Flash CTF – Working For Peanuts

Challenge Description

I wanted to make a CTF challenge based on one of my favorite comic strips, but there wasn’t much to go off of. I ended up making a kinda dusty looking crypto challenge, can you figure out what it’s saying?

P.S. sorry my brackets look kinda bad, they aren’t in the original cipher

Initial Analysis

The challenge provides a PNG image file (pigpen.png) that appears to contain encoded text. The description mentions “brackets look kinda bad, they aren’t in the original cipher,” which is a strong hint that this involves the Pigpen cipher.

Understanding the Pigpen Cipher

The Pigpen cipher (also known as the Masonic cipher or Freemason’s cipher) is a geometric simple substitution cipher that replaces letters with symbols based on their position in a grid. The traditional Pigpen cipher uses a specific pattern. Each letter is replaced by the shape of the “pen” (enclosure) around it in the grid.

Pigpen Cipher Key

By Anomie – Own work, Public Domain, https://commons.wikimedia.org/w/index.php?curid=4219969

The key above shows the standard Pigpen cipher mapping where:

  • First grid (A-I): Letters are represented by corner/edge shapes without dots
  • Second grid (J-R): Letters are represented by corner/edge shapes with one dot
  • Third grid (S-V): Letters are represented by diagonal patterns without dots
  • Fourth grid (W-Z): Letters are represented by diagonal patterns with one dot

Challenge Analysis

Looking at the provided pigpen.png image, we can see it contains encoded text using what appears to be a version of the Pigpen cipher with extra { and } characters.

*Stated task 1*:
Please switch "hanging plant" to "potted fern" in the entries of the data listing, from the line with "Where can the hanging" through the end of the entries, and give only those lines with everything else unchanged.

*Data listing*:

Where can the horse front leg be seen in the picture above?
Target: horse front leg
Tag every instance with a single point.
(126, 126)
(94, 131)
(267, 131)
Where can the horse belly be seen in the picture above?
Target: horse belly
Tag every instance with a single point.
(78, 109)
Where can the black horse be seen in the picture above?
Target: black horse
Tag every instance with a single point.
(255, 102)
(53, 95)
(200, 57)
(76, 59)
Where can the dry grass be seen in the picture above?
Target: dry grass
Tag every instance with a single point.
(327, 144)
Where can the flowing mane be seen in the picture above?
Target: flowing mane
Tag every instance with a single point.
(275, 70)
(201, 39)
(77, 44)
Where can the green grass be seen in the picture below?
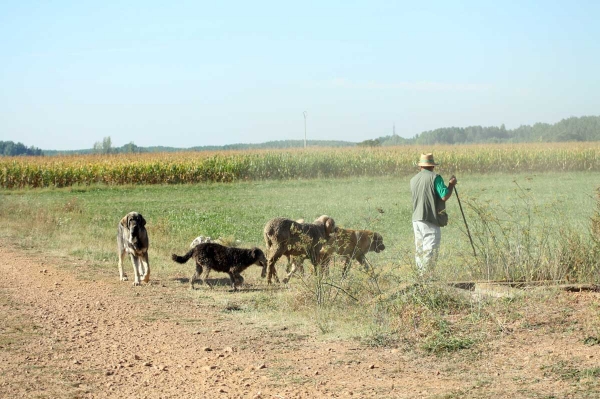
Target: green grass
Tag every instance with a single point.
(378, 308)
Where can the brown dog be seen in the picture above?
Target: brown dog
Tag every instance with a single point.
(132, 238)
(285, 237)
(353, 244)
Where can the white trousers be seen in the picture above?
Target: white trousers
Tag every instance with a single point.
(427, 242)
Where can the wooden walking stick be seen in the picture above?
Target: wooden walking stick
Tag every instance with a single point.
(465, 219)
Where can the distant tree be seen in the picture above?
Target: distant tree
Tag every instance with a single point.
(10, 148)
(369, 143)
(104, 147)
(130, 148)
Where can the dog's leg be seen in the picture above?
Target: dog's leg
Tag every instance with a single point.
(346, 268)
(294, 266)
(271, 268)
(146, 266)
(136, 269)
(196, 274)
(204, 276)
(232, 276)
(122, 275)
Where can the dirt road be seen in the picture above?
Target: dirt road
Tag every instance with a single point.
(63, 336)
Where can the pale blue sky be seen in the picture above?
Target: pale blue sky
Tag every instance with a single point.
(191, 73)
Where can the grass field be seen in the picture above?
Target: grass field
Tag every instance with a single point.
(524, 226)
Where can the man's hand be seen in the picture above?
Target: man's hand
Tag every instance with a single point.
(452, 180)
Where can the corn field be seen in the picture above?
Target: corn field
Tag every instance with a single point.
(230, 166)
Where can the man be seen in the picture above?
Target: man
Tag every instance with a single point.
(429, 195)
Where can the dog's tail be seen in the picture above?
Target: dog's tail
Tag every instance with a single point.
(184, 258)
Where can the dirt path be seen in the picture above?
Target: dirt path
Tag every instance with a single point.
(66, 337)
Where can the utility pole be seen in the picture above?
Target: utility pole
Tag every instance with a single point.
(304, 128)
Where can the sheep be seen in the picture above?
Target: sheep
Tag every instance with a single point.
(285, 237)
(224, 259)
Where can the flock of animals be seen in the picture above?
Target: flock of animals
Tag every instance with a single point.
(318, 241)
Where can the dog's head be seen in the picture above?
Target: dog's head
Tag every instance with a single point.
(200, 240)
(328, 223)
(260, 259)
(377, 243)
(135, 223)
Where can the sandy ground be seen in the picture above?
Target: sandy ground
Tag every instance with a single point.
(62, 336)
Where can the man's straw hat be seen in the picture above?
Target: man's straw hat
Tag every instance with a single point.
(427, 160)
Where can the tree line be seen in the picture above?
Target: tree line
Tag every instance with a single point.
(10, 148)
(585, 128)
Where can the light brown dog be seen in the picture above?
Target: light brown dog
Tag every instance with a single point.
(285, 237)
(352, 244)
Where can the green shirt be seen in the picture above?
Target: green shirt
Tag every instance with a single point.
(440, 187)
(427, 190)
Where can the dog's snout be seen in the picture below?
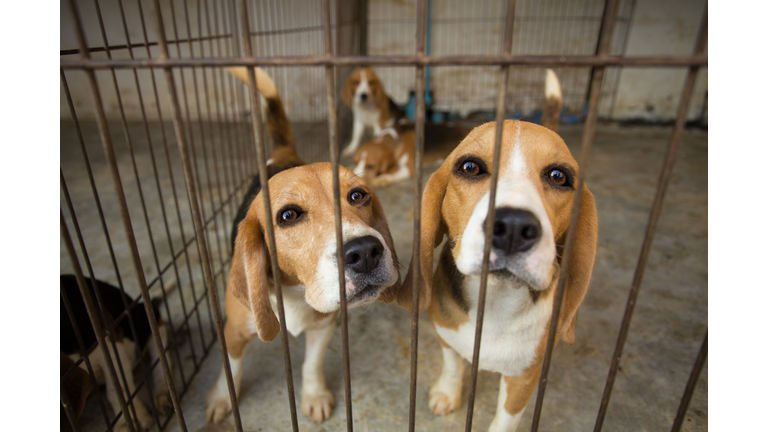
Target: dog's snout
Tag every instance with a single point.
(515, 230)
(363, 254)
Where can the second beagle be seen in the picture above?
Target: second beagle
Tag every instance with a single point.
(537, 178)
(305, 238)
(371, 107)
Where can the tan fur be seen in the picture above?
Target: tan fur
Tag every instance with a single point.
(448, 203)
(377, 92)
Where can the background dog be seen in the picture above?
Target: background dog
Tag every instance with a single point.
(371, 107)
(126, 341)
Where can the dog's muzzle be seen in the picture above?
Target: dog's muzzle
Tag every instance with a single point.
(515, 231)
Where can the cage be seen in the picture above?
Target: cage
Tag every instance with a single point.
(159, 145)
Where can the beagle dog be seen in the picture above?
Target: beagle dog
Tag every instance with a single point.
(303, 218)
(127, 342)
(387, 159)
(371, 108)
(537, 177)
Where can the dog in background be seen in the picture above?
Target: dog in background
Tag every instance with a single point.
(126, 341)
(536, 186)
(371, 108)
(308, 272)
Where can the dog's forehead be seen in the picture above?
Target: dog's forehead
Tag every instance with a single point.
(311, 185)
(537, 145)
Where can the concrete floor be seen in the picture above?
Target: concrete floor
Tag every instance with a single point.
(668, 325)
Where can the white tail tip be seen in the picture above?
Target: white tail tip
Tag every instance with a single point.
(552, 86)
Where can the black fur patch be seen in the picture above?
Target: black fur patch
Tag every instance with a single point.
(454, 277)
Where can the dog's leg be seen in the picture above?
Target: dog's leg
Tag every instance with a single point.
(162, 395)
(514, 393)
(217, 403)
(316, 400)
(357, 135)
(445, 394)
(125, 351)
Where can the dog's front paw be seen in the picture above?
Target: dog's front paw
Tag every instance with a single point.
(442, 403)
(317, 406)
(349, 151)
(162, 401)
(217, 405)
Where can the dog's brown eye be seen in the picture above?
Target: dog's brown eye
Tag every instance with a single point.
(357, 196)
(558, 177)
(289, 215)
(470, 168)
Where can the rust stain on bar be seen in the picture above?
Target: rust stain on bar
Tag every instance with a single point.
(501, 105)
(262, 166)
(653, 219)
(457, 60)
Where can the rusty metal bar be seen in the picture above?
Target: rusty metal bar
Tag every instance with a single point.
(269, 227)
(691, 385)
(421, 37)
(604, 39)
(330, 92)
(129, 45)
(457, 60)
(110, 156)
(501, 111)
(99, 302)
(129, 143)
(653, 218)
(95, 320)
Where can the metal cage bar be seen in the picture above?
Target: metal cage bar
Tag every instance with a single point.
(421, 30)
(333, 145)
(606, 30)
(653, 218)
(501, 104)
(110, 156)
(262, 168)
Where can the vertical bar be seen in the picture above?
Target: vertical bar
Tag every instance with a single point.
(421, 36)
(262, 165)
(653, 219)
(93, 315)
(67, 405)
(110, 156)
(606, 30)
(330, 87)
(501, 104)
(691, 385)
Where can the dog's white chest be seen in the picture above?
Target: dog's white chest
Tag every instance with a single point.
(512, 328)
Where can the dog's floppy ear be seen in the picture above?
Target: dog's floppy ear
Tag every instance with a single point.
(582, 260)
(380, 225)
(248, 275)
(349, 90)
(432, 232)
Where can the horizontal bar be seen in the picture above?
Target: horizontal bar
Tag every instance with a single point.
(410, 60)
(139, 45)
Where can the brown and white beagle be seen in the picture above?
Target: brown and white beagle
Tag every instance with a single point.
(371, 107)
(537, 176)
(305, 238)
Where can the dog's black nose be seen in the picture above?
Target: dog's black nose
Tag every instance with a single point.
(363, 254)
(515, 230)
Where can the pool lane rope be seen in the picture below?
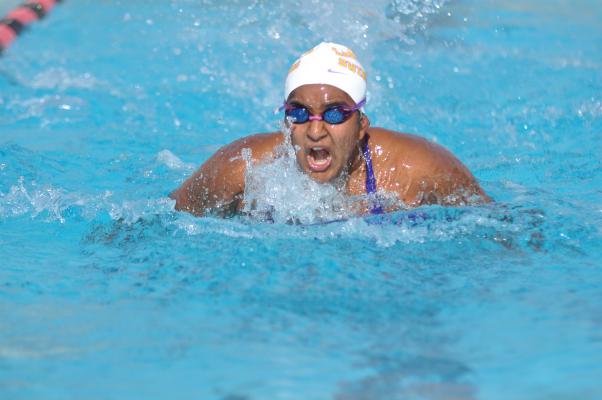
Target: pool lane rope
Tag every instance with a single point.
(22, 16)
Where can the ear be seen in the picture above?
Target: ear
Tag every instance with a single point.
(364, 123)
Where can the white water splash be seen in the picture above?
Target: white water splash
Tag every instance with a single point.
(171, 161)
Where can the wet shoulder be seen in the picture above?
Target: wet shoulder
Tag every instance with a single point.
(260, 146)
(407, 148)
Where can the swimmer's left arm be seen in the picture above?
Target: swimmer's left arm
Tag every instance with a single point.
(440, 178)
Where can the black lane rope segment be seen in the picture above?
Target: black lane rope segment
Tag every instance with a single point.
(19, 18)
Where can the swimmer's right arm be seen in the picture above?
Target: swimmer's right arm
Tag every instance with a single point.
(217, 186)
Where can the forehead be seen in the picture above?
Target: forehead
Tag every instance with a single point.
(316, 94)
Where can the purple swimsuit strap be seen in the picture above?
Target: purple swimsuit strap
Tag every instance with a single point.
(375, 207)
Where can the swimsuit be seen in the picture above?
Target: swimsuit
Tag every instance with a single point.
(375, 207)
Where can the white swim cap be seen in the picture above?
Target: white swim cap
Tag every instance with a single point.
(331, 64)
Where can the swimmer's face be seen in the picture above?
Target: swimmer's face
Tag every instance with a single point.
(325, 151)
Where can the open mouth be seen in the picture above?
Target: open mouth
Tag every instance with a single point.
(318, 159)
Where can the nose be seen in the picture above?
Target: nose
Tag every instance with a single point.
(316, 130)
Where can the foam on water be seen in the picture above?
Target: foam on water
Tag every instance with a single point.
(101, 279)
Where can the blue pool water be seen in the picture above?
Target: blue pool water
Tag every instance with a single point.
(107, 293)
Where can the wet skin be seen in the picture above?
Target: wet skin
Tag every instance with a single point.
(416, 170)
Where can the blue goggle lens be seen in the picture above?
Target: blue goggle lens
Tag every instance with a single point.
(300, 115)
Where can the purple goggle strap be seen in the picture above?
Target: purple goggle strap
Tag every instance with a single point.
(286, 106)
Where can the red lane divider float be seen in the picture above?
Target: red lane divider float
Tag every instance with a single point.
(19, 18)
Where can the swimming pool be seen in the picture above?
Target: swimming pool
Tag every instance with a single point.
(106, 292)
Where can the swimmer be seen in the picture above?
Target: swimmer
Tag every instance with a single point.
(325, 90)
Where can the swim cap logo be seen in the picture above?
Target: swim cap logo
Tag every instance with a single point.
(294, 66)
(344, 53)
(352, 67)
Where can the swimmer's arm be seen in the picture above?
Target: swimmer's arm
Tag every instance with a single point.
(217, 186)
(440, 178)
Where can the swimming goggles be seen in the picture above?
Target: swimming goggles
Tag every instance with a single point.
(333, 115)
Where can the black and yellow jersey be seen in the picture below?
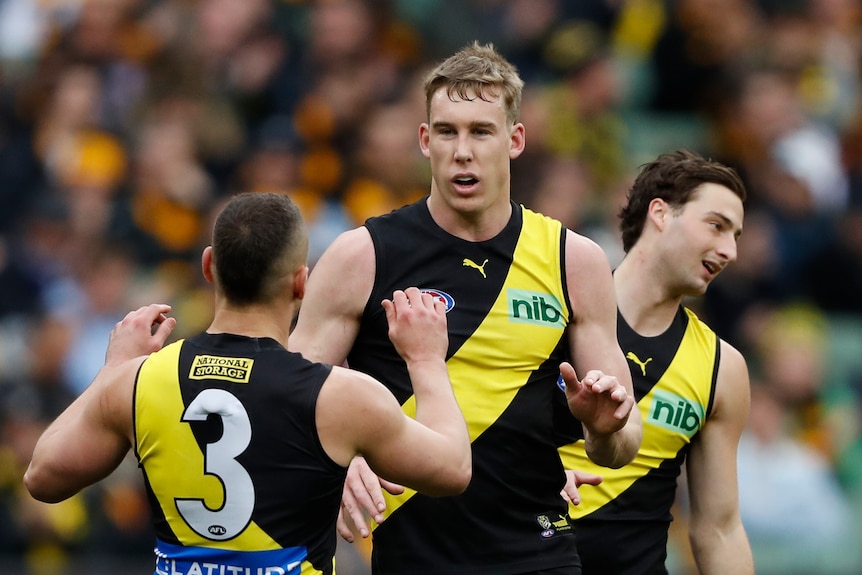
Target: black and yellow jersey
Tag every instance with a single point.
(237, 479)
(622, 524)
(507, 314)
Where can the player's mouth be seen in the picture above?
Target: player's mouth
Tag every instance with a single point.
(465, 183)
(712, 268)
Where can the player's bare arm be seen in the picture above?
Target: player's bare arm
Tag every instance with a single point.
(358, 415)
(604, 399)
(329, 314)
(91, 437)
(717, 535)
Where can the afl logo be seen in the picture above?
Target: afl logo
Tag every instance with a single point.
(561, 383)
(441, 296)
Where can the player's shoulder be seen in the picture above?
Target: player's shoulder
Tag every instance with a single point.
(583, 253)
(349, 246)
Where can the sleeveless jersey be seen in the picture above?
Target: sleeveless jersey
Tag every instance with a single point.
(622, 524)
(237, 479)
(507, 314)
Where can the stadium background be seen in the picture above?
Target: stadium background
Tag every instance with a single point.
(125, 123)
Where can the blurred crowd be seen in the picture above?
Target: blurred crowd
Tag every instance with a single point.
(124, 124)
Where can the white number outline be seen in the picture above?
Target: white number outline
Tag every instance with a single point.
(234, 515)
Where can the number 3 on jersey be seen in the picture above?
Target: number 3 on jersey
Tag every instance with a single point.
(220, 460)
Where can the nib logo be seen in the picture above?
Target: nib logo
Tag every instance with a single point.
(534, 307)
(671, 411)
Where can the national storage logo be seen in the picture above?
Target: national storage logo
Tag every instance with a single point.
(535, 308)
(233, 369)
(673, 412)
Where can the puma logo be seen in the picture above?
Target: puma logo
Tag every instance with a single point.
(471, 264)
(631, 355)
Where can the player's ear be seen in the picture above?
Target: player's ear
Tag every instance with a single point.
(517, 141)
(424, 139)
(658, 211)
(207, 264)
(300, 277)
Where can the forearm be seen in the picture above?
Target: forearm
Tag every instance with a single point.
(614, 450)
(718, 552)
(436, 406)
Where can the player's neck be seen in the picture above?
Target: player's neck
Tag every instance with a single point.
(252, 321)
(476, 225)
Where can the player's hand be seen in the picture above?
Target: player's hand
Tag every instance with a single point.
(141, 332)
(599, 401)
(362, 498)
(575, 479)
(417, 325)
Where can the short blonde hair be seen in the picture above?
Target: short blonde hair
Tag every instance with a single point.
(477, 70)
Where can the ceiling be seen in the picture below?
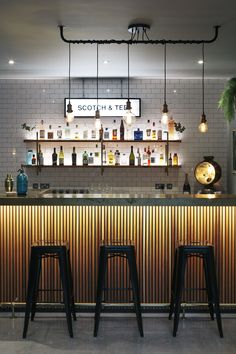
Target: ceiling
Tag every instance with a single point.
(29, 35)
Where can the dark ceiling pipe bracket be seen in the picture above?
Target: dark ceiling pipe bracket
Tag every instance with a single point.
(157, 41)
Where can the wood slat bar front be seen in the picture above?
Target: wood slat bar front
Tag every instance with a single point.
(155, 231)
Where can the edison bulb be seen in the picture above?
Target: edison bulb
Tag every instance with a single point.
(164, 118)
(203, 127)
(129, 117)
(69, 117)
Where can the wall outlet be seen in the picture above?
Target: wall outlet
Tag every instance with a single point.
(44, 185)
(160, 186)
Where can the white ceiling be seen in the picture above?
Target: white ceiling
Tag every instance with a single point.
(29, 34)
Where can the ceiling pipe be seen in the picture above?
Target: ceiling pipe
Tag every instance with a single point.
(149, 41)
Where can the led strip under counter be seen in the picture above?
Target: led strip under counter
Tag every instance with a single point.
(155, 231)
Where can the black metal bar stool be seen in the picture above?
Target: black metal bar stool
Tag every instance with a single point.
(206, 253)
(117, 250)
(39, 251)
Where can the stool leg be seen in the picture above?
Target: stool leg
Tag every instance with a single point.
(72, 301)
(215, 293)
(173, 286)
(100, 284)
(135, 287)
(65, 287)
(36, 286)
(208, 287)
(30, 291)
(179, 289)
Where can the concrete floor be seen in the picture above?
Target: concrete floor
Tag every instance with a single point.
(48, 334)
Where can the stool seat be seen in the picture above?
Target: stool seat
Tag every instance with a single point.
(206, 253)
(39, 251)
(127, 251)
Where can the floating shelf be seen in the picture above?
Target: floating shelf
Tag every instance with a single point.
(96, 166)
(97, 141)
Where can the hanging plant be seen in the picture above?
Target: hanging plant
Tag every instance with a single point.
(227, 101)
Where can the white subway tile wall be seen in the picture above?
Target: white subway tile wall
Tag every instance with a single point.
(31, 101)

*Stated task 2*:
Return the full Pigpen cipher writeup word for word.

*Exercise result 1*:
Where can the potted fern be seen in the picture above?
Target: potted fern
Tag every instance with a single point.
(227, 101)
Where can the white subway tile wall be seen in the picture above?
Target: white subway tile wall
Tag every instance with a single point.
(31, 101)

*Exercise result 2*:
Flash CTF – Working For Peanuts

Challenge Description

I wanted to make a CTF challenge based on one of my favorite comic strips, but there wasn’t much to go off of. I ended up making a kinda dusty looking crypto challenge, can you figure out what it’s saying?

P.S. sorry my brackets look kinda bad, they aren’t in the original cipher

Initial Analysis

The challenge provides a PNG image file (pigpen.png) that appears to contain encoded text. The description mentions “brackets look kinda bad, they aren’t in the original cipher,” which is a strong hint that this involves the Pigpen cipher.

Understanding the Pigpen Cipher

The Pigpen cipher (also known as the Masonic cipher or Freemason’s cipher) is a geometric simple substitution cipher that replaces letters with symbols based on their position in a grid. The traditional Pigpen cipher uses a specific pattern. Each letter is replaced by the shape of the “pen” (enclosure) around it in the grid.

Pigpen Cipher Key

By Anomie – Own work, Public Domain, https://commons.wikimedia.org/w/index.php?curid=4219969

The key above shows the standard Pigpen cipher mapping where:

  • First grid (A-I): Letters are represented by corner/edge shapes without dots
  • Second grid (J-R): Letters are represented by corner/edge shapes with one dot
  • Third grid (S-V): Letters are represented by diagonal patterns without dots
  • Fourth grid (W-Z): Letters are represented by diagonal patterns with one dot

Challenge Analysis

Looking at the provided pigpen.png image, we can see it contains encoded text using what appears to be a version of the Pigpen cipher with extra { and } characters.